Goal of the exercise: Locate the line containing "Exercise. Point to the scooter", then please write out that line and all the lines below it in the entries exactly.

-- begin Provided entries --

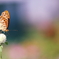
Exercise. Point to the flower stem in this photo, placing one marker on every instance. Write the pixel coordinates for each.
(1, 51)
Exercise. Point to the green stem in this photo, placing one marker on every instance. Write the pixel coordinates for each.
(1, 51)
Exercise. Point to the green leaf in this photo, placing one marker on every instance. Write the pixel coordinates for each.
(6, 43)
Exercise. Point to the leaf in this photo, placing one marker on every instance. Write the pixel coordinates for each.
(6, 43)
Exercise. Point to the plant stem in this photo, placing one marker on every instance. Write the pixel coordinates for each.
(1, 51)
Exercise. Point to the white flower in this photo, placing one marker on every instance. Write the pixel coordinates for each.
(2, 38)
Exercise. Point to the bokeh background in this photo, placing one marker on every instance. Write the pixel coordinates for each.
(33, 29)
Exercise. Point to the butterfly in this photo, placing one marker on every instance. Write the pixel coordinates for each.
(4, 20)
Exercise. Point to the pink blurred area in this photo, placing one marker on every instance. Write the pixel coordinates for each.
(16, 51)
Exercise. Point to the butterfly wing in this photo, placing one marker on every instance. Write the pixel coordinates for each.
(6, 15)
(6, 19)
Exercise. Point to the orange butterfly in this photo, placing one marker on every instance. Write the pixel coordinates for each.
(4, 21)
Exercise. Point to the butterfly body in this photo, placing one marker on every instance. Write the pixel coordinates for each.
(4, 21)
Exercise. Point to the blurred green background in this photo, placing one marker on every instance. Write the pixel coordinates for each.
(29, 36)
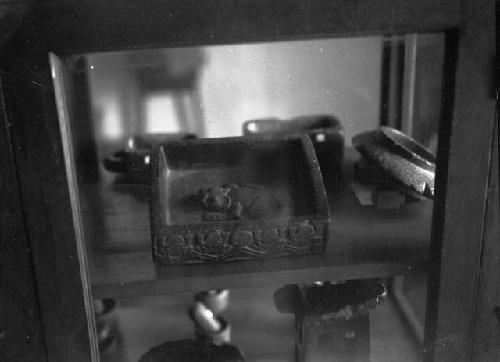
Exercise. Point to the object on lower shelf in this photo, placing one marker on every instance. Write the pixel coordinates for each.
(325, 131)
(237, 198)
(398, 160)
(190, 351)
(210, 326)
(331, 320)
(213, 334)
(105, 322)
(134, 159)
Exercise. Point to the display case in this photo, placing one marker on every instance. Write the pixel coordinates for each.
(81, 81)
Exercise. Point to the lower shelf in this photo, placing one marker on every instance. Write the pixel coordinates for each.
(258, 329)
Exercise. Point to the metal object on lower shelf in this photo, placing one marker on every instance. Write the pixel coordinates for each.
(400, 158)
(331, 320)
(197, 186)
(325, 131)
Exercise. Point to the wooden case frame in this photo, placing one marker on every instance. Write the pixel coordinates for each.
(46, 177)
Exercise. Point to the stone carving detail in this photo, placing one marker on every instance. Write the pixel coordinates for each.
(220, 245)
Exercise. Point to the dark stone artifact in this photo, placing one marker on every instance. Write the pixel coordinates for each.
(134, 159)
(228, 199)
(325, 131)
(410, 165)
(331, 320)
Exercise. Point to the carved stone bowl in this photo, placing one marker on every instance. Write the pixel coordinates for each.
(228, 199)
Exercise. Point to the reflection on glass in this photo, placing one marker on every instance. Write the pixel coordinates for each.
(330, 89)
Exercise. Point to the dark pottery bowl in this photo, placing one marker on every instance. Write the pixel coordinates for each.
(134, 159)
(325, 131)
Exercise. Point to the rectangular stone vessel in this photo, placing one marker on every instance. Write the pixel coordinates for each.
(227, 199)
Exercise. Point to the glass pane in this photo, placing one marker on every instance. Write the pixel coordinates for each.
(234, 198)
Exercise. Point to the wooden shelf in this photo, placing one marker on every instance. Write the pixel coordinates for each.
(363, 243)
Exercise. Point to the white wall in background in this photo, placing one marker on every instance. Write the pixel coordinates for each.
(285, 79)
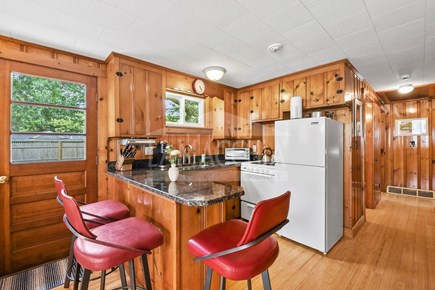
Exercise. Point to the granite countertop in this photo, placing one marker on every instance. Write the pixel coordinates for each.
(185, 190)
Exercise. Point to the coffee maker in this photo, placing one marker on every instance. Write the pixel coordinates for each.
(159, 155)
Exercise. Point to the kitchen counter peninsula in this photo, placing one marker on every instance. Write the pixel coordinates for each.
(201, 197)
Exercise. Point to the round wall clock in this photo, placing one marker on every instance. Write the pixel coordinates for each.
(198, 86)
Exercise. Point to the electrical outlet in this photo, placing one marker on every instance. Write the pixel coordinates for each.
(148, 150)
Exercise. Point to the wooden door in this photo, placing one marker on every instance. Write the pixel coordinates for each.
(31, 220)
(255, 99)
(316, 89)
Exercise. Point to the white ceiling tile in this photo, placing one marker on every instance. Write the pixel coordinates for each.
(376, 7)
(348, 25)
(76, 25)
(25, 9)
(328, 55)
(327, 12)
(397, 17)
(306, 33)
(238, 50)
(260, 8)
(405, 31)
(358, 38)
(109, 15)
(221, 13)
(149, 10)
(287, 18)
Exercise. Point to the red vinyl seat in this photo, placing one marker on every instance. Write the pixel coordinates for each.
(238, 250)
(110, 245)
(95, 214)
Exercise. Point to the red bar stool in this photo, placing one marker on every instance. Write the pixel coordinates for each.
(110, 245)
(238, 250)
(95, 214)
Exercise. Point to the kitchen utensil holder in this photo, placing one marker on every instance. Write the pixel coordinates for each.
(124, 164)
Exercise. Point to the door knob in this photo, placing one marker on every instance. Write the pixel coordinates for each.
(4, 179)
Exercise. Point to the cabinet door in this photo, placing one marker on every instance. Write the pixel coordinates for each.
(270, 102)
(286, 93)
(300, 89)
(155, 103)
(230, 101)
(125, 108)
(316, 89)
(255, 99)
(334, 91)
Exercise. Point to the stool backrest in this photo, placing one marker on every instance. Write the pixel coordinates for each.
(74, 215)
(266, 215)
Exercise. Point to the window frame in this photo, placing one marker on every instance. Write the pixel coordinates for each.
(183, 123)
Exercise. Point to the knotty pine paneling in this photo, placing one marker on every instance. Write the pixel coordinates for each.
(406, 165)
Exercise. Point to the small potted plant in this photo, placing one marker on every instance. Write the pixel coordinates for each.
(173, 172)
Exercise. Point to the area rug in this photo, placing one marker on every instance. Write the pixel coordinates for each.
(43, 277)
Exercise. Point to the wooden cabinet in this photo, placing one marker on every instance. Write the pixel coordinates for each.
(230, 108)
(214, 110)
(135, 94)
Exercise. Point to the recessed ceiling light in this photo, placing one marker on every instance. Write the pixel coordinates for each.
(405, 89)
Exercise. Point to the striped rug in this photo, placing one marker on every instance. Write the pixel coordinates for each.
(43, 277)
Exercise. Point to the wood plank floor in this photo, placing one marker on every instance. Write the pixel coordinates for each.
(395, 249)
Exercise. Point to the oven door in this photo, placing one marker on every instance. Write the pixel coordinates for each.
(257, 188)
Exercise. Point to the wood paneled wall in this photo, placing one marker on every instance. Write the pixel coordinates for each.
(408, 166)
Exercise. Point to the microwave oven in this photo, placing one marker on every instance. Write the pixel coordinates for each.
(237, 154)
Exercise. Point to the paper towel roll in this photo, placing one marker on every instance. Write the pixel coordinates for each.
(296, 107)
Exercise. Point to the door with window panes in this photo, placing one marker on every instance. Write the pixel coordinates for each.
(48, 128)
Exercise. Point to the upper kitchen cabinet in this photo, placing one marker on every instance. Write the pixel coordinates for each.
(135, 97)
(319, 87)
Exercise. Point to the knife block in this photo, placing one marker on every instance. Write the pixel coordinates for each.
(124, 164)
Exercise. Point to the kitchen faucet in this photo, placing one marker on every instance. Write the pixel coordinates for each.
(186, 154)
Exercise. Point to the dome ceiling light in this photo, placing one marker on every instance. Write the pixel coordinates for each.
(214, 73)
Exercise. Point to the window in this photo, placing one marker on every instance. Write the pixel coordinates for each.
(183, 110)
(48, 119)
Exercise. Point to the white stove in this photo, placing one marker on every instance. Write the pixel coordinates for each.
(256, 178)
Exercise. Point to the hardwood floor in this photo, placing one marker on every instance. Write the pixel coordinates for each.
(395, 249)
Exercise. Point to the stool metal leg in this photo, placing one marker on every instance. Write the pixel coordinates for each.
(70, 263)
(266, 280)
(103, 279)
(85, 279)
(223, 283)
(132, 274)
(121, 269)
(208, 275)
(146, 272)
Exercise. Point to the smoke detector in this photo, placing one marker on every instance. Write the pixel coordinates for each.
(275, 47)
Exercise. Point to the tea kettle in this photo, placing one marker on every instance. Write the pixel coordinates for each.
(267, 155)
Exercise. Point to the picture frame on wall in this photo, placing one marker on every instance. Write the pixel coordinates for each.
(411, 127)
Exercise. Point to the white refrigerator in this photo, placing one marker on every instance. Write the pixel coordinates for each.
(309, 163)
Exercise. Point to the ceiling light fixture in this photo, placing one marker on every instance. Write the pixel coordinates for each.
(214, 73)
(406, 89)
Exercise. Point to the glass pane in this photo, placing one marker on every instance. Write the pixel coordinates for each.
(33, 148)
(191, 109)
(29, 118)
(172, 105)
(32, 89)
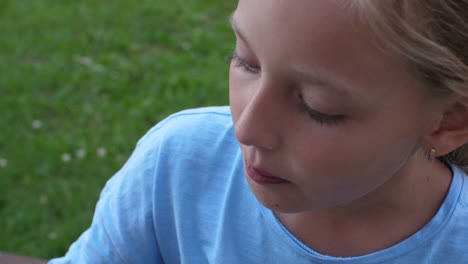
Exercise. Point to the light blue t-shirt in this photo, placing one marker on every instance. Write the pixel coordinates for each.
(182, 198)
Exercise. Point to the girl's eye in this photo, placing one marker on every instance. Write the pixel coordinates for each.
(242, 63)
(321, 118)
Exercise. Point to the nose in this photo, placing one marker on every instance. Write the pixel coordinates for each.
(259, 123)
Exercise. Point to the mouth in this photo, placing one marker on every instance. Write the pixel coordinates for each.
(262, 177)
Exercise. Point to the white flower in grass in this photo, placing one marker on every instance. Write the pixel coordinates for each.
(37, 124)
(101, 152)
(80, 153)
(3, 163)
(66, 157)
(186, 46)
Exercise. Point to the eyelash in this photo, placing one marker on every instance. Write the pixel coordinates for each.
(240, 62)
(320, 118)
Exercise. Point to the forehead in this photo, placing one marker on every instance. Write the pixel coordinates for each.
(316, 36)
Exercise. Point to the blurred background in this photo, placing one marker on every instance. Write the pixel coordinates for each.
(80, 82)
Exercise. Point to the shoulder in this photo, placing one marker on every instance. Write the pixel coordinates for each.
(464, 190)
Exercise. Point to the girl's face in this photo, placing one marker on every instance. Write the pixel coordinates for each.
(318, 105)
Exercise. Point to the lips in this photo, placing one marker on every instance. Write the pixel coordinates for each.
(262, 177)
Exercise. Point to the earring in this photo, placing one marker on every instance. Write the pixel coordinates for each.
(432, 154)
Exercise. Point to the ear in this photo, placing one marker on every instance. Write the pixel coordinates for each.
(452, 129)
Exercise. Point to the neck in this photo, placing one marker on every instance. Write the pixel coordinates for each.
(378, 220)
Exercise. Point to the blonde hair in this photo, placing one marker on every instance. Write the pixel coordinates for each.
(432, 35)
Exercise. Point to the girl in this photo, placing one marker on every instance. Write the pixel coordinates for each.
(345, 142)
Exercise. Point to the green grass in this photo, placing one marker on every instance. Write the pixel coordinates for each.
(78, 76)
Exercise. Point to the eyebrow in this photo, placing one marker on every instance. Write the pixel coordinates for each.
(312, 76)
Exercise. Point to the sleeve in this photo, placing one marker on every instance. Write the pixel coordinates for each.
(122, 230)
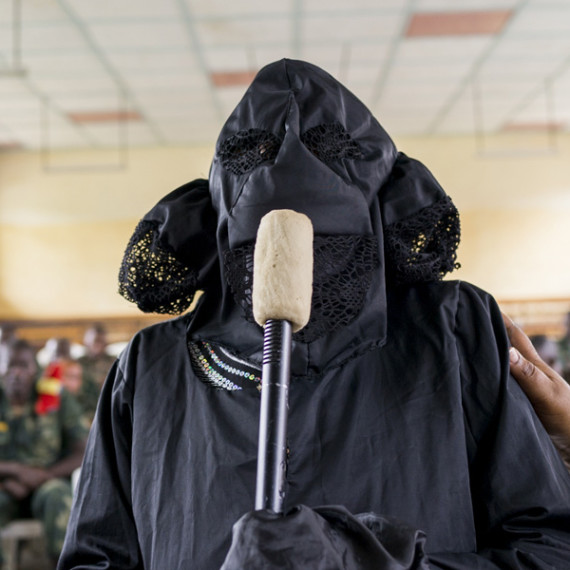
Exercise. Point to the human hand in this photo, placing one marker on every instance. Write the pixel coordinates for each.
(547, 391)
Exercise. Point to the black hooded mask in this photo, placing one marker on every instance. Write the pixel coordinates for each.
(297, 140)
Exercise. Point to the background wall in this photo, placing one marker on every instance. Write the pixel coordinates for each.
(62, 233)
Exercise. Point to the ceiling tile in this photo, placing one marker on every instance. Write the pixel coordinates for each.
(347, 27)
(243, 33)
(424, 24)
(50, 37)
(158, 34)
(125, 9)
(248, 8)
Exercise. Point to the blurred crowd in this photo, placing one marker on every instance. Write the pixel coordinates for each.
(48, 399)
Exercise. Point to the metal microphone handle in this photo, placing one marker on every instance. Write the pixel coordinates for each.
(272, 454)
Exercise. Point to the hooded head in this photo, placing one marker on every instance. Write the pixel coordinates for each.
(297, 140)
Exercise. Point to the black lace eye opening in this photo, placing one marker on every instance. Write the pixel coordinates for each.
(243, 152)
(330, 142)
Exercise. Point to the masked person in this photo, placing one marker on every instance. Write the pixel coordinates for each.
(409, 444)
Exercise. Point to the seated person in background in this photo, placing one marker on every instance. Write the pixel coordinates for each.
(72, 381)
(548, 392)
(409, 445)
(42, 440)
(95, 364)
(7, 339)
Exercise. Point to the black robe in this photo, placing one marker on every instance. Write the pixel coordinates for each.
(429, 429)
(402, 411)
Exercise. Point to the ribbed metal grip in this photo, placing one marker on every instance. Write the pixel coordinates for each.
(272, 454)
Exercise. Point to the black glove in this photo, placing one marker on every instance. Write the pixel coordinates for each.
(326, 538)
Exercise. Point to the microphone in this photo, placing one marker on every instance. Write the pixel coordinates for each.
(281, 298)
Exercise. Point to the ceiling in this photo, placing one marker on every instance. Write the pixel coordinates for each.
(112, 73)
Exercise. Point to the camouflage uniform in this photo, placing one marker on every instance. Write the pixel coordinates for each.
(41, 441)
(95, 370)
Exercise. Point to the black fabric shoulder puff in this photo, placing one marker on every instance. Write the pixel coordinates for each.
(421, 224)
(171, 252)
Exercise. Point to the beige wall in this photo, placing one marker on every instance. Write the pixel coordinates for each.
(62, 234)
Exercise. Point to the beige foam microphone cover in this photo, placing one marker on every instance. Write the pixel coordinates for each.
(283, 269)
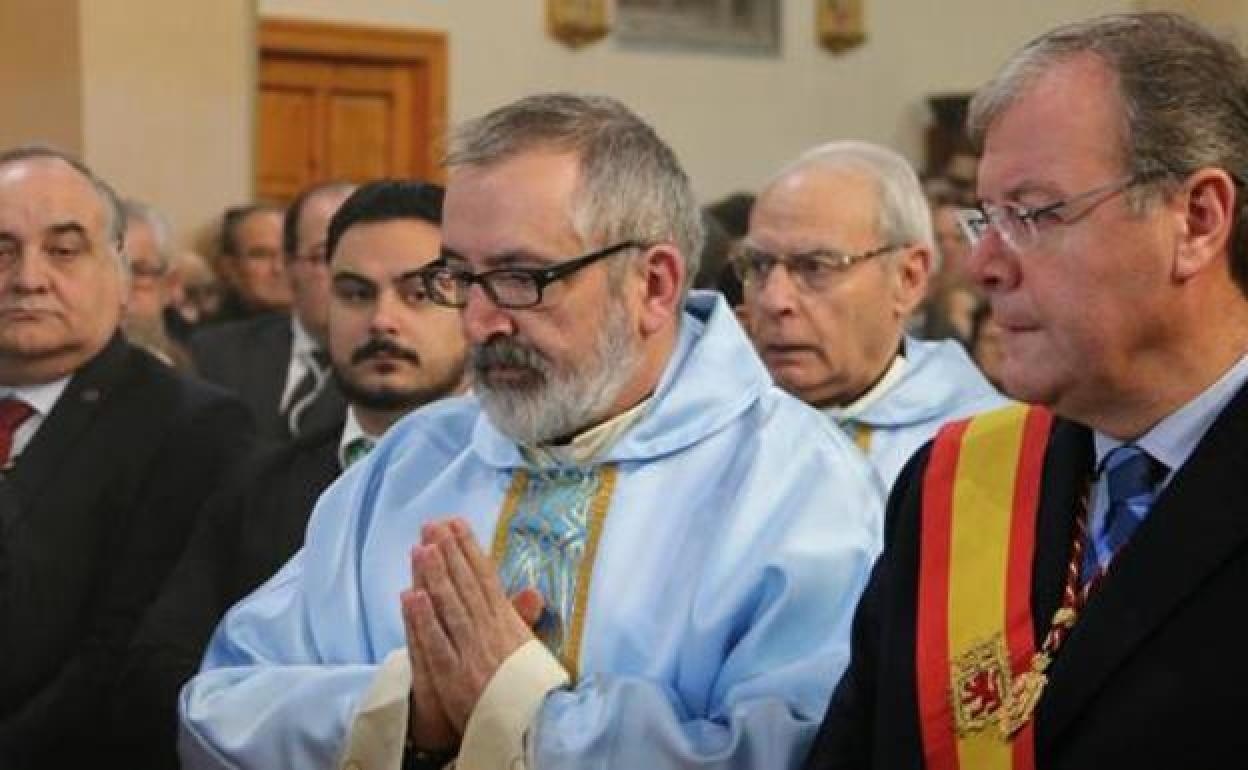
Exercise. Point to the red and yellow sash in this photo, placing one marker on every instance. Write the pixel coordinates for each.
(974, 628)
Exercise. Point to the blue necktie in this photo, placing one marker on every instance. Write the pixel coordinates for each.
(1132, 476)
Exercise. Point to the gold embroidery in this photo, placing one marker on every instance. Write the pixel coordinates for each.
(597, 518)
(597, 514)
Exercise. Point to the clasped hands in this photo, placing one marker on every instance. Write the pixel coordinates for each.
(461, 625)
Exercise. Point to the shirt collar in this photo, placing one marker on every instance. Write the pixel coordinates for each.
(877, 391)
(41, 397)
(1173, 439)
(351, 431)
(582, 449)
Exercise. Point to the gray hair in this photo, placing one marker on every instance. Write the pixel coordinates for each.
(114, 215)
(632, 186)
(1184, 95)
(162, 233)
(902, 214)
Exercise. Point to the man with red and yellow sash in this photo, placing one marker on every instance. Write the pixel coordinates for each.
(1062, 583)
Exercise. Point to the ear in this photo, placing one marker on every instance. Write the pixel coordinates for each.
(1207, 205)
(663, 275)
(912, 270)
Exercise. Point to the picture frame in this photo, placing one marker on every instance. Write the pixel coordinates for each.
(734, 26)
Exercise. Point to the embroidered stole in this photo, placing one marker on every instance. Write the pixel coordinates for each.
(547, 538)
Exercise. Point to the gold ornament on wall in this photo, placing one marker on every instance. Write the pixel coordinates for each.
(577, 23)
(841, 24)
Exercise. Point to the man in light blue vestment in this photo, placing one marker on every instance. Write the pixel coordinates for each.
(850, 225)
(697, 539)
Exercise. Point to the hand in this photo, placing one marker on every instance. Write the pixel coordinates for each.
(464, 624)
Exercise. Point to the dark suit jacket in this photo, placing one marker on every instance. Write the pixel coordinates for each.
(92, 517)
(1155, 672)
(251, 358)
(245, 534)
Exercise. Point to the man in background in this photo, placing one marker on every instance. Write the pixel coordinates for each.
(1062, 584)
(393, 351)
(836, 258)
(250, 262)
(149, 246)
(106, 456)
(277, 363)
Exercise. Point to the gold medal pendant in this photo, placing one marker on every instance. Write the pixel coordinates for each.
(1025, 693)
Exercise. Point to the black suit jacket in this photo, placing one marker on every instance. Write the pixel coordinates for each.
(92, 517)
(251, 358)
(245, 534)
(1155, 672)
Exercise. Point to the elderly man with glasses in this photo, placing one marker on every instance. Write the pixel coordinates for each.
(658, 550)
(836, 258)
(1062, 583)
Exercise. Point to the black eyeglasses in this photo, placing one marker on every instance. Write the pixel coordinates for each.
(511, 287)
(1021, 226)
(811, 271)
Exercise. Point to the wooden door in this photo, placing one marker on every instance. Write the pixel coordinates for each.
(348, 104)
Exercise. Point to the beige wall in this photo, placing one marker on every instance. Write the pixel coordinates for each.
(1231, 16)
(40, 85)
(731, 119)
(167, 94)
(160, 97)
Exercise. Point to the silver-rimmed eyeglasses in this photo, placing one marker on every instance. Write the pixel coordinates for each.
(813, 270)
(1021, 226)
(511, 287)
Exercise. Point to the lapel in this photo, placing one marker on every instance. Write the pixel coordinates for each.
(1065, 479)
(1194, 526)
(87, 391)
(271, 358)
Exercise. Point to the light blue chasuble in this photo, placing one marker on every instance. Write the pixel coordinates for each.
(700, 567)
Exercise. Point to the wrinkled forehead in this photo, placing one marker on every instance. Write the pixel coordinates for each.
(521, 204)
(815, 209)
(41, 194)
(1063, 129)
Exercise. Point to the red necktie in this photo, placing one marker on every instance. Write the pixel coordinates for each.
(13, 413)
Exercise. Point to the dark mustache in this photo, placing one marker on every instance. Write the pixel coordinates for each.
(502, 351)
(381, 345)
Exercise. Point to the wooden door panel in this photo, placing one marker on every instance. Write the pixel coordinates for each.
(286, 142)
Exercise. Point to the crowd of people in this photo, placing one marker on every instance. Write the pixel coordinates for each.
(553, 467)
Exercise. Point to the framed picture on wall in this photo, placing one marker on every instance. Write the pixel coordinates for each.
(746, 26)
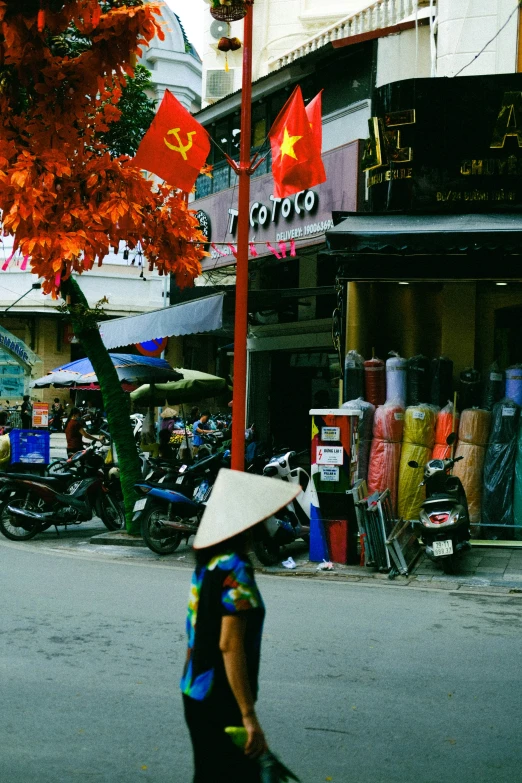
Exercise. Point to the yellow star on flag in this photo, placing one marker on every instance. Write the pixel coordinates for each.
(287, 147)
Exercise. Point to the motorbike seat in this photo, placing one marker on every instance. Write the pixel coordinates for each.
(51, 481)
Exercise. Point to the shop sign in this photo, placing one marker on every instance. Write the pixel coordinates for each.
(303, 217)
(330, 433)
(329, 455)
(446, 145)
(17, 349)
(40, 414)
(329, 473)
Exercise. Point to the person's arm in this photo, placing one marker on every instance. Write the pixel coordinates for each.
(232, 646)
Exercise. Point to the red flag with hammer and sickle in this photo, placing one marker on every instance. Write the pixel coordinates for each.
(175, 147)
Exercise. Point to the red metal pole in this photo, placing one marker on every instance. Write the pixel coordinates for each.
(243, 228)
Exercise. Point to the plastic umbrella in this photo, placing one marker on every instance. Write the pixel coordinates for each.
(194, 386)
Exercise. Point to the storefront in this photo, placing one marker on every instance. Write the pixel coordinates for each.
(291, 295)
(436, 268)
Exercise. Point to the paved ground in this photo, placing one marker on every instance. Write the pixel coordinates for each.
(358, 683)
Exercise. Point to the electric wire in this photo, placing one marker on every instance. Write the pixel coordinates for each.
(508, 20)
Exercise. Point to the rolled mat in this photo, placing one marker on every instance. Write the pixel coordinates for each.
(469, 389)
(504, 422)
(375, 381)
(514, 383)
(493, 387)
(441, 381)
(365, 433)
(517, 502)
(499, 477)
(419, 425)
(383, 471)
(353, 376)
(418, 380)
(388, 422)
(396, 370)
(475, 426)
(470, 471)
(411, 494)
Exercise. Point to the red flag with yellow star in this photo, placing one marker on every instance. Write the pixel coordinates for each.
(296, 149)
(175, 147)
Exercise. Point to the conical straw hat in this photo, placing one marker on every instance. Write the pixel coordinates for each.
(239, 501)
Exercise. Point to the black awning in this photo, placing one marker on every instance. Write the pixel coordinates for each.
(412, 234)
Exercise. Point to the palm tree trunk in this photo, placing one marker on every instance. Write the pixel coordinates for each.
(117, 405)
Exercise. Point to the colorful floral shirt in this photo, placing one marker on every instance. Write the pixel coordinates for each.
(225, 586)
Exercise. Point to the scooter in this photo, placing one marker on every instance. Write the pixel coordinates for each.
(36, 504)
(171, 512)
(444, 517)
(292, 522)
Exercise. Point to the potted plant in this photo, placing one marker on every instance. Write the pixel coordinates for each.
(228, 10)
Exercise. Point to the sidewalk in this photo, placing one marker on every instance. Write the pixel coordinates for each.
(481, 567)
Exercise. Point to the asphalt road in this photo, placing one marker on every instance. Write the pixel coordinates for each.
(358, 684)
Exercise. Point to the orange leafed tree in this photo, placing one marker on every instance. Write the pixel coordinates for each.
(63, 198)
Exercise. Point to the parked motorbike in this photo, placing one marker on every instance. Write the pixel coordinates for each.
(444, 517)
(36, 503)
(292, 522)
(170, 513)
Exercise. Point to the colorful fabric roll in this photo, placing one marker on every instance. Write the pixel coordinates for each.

-- end Provided entries --

Result:
Exercise. Point to the scooter in this photo, placing one marker on every instance. Write the pixel coordinates for each.
(36, 504)
(171, 512)
(444, 517)
(292, 522)
Exercise. Point to the potted plant in this photo, placing one marker on every instance. Write the pixel coordinates for each.
(228, 10)
Exercise. Point to the sidewalk in this photo, placing one marker on every instance. Write the pixel coordinates for each.
(481, 567)
Exercise. Point to the asphalt road in this photo, placing one marker on every instance. Write the pixel coordinates for each.
(358, 684)
Exercise. Point to the orange leafed tree in this photo, placing one marker on every instance. Write the pixel coordinates for each.
(63, 198)
Exercise. Point to the parked motorbike in this photo, placing one marker on every instance. Write the pixel coordinates for each.
(444, 517)
(36, 503)
(292, 522)
(170, 513)
Exercise. Point to the colorful fabric roll in this photo, placing one marker on every instance. Write the pixel coordinates for each.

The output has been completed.